Saved data entries
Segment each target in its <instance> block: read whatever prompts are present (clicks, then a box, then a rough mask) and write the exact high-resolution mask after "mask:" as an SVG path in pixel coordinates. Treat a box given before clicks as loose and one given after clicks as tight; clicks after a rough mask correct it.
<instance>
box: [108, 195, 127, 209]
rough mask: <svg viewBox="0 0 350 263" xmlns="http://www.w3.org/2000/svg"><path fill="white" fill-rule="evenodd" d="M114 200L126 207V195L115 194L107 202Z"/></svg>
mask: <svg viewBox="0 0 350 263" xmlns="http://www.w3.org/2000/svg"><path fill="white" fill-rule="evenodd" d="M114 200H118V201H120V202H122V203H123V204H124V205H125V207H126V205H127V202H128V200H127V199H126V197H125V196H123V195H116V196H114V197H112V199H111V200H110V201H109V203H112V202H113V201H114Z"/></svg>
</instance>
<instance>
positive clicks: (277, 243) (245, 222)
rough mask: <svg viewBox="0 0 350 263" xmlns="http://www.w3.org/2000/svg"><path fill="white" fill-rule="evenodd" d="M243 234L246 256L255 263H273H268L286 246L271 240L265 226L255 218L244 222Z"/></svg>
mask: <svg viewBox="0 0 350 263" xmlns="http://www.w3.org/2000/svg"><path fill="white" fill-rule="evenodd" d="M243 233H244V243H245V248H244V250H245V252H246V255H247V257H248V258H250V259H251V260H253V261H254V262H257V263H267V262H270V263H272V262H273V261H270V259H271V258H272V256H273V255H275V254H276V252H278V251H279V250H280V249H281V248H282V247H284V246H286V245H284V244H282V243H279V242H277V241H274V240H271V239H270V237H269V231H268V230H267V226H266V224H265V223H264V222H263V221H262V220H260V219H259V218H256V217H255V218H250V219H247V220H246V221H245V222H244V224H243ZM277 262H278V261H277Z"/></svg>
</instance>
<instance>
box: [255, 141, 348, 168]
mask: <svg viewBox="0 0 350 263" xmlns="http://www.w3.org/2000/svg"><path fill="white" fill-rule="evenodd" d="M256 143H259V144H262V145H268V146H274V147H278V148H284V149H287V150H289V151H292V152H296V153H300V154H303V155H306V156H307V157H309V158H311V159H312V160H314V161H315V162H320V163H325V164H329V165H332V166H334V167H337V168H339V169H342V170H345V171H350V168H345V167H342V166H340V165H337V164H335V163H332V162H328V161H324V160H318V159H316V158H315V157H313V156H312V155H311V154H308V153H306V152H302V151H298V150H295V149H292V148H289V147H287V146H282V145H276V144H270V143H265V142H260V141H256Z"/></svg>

Exercise directions: Each entry above is to be transcribed word for word.

Solution to this problem:
Segment each target in its <instance> block: read whatever prompts are present (clicks, then a box, then a rough mask) and write the exact high-resolution mask after "mask:" as an SVG path in pixel coordinates. Treat a box given before clicks as loose and one given after clicks as tight; clicks after a rough mask correct it.
<instance>
box: [108, 195, 127, 209]
rough mask: <svg viewBox="0 0 350 263" xmlns="http://www.w3.org/2000/svg"><path fill="white" fill-rule="evenodd" d="M114 200L126 207V195L115 194L107 202Z"/></svg>
mask: <svg viewBox="0 0 350 263" xmlns="http://www.w3.org/2000/svg"><path fill="white" fill-rule="evenodd" d="M114 200H118V201H120V202H122V203H123V204H124V205H125V207H126V205H127V202H128V200H127V199H126V197H125V196H123V195H116V196H114V197H112V199H111V200H110V201H109V203H112V202H113V201H114Z"/></svg>
</instance>
<instance>
positive clicks: (277, 243) (245, 222)
rough mask: <svg viewBox="0 0 350 263" xmlns="http://www.w3.org/2000/svg"><path fill="white" fill-rule="evenodd" d="M243 234L246 256L255 263H273H268L286 246L271 240L265 226L255 218L244 222Z"/></svg>
mask: <svg viewBox="0 0 350 263" xmlns="http://www.w3.org/2000/svg"><path fill="white" fill-rule="evenodd" d="M243 233H244V243H245V248H244V250H245V252H246V255H247V257H248V258H250V259H251V260H253V261H254V262H257V263H267V262H270V263H272V262H273V261H270V259H271V258H272V256H273V255H275V254H276V252H278V251H279V250H280V249H281V248H282V247H284V246H286V245H284V244H282V243H279V242H277V241H274V240H271V239H270V237H269V231H268V230H267V226H266V224H265V223H264V222H263V221H262V220H260V219H259V218H256V217H255V218H250V219H247V220H246V221H245V222H244V224H243ZM277 262H278V261H277Z"/></svg>
</instance>
<instance>
box: [255, 141, 348, 168]
mask: <svg viewBox="0 0 350 263" xmlns="http://www.w3.org/2000/svg"><path fill="white" fill-rule="evenodd" d="M256 143H259V144H262V145H268V146H274V147H278V148H284V149H287V150H289V151H292V152H296V153H300V154H303V155H306V156H307V157H309V158H311V159H312V160H314V161H315V162H320V163H325V164H329V165H332V166H334V167H337V168H339V169H342V170H345V171H350V168H345V167H342V166H340V165H337V164H335V163H332V162H328V161H324V160H318V159H316V158H315V157H313V156H312V155H311V154H308V153H306V152H302V151H298V150H295V149H292V148H289V147H287V146H282V145H276V144H270V143H265V142H260V141H256Z"/></svg>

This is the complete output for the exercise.